◆ Exercise aim:
Which lines in the listing below contain the word "hillside"? Copy each one.

◆ Recorded data:
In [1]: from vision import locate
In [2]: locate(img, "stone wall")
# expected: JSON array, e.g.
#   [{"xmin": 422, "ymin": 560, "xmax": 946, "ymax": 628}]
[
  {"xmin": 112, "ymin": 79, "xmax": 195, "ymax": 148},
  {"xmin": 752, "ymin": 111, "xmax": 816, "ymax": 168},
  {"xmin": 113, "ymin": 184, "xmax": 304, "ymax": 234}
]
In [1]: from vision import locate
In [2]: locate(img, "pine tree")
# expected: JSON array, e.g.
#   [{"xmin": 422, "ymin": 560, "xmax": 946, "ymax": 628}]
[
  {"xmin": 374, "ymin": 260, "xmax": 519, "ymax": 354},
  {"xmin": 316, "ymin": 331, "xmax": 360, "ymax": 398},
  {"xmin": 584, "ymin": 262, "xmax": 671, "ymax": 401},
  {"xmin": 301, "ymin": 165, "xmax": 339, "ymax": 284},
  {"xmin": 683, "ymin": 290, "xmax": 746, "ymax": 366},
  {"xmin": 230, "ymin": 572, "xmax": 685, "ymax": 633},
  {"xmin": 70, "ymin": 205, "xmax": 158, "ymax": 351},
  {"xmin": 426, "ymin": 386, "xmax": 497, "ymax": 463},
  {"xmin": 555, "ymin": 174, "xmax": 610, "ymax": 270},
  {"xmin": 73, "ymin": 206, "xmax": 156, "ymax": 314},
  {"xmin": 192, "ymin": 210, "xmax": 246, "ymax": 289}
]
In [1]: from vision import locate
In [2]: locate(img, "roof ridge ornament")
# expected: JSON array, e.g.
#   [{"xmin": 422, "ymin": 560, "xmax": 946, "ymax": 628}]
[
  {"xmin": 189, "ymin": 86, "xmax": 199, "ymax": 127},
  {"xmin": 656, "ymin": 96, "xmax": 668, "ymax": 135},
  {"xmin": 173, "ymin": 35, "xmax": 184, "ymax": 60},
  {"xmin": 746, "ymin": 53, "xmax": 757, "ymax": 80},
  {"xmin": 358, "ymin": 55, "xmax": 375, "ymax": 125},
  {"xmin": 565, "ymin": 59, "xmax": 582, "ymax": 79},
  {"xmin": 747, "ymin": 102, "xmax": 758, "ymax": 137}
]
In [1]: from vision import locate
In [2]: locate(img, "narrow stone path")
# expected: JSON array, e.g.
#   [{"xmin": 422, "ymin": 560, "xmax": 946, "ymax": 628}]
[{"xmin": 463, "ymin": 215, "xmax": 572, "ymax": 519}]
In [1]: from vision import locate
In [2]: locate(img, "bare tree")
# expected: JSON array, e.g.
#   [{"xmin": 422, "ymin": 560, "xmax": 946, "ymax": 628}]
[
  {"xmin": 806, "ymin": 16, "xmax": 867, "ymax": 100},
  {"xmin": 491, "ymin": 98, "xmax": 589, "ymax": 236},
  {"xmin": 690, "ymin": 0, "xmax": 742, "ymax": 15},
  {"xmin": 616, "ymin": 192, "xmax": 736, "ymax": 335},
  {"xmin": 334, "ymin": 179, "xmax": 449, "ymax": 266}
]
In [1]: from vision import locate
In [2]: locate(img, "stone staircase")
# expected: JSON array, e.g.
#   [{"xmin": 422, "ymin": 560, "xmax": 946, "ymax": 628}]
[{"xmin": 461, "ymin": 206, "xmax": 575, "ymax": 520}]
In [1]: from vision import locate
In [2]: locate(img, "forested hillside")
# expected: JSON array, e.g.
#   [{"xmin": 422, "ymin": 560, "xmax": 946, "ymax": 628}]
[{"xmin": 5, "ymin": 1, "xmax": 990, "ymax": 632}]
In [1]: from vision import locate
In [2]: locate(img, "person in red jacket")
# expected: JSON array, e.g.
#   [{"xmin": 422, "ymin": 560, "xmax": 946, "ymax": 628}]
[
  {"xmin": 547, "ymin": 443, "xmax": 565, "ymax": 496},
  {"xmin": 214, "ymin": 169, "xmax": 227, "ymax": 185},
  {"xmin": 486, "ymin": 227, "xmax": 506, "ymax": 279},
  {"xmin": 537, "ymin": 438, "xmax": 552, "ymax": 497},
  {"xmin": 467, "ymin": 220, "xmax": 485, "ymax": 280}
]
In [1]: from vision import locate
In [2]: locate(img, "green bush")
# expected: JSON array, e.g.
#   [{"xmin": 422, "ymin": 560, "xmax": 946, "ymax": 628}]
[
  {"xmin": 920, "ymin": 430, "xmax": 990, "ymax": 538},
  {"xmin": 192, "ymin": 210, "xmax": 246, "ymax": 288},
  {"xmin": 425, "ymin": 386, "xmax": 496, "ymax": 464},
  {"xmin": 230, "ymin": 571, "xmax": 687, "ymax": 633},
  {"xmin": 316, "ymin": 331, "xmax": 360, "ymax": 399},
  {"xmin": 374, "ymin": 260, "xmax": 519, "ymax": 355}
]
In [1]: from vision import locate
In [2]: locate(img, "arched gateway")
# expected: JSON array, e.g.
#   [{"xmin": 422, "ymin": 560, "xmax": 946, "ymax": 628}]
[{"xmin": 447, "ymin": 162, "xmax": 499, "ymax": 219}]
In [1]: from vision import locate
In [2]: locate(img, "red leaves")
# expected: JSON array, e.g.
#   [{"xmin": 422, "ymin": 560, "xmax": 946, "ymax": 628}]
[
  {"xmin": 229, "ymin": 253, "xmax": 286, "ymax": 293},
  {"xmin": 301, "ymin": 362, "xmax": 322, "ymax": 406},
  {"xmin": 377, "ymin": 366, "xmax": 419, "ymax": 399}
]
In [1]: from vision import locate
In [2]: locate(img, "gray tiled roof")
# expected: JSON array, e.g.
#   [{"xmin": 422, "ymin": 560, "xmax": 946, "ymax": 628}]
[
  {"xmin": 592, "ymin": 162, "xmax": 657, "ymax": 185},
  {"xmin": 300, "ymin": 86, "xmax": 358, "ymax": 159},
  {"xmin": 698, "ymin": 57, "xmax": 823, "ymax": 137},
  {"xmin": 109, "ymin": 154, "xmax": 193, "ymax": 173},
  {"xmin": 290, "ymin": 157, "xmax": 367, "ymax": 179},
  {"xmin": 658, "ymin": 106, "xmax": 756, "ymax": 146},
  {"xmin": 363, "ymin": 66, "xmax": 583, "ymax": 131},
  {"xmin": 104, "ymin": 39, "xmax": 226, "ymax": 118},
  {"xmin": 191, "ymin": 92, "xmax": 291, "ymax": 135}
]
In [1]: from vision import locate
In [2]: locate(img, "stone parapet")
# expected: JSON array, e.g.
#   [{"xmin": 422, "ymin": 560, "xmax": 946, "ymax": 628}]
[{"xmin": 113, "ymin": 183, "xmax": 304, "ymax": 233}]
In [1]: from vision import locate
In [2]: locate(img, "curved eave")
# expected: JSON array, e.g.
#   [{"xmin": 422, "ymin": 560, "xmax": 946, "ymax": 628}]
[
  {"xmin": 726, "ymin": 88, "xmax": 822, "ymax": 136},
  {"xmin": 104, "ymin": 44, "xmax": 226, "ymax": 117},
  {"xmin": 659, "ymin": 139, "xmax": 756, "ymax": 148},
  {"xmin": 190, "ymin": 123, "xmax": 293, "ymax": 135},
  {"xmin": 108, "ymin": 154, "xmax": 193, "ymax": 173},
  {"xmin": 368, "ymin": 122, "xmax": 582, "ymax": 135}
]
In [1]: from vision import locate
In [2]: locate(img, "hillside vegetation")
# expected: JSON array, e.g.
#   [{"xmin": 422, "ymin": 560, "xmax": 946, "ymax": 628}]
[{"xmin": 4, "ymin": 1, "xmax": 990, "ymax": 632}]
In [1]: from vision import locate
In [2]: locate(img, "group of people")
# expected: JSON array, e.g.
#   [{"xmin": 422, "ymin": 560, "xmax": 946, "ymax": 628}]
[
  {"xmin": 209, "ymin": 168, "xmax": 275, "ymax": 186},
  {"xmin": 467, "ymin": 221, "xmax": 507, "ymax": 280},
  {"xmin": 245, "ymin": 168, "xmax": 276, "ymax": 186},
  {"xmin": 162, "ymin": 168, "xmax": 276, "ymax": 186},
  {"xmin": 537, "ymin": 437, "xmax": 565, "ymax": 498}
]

◆ Result of the exercise:
In [2]: locate(img, "forested hillside")
In [2]: locate(img, "hillside vegetation")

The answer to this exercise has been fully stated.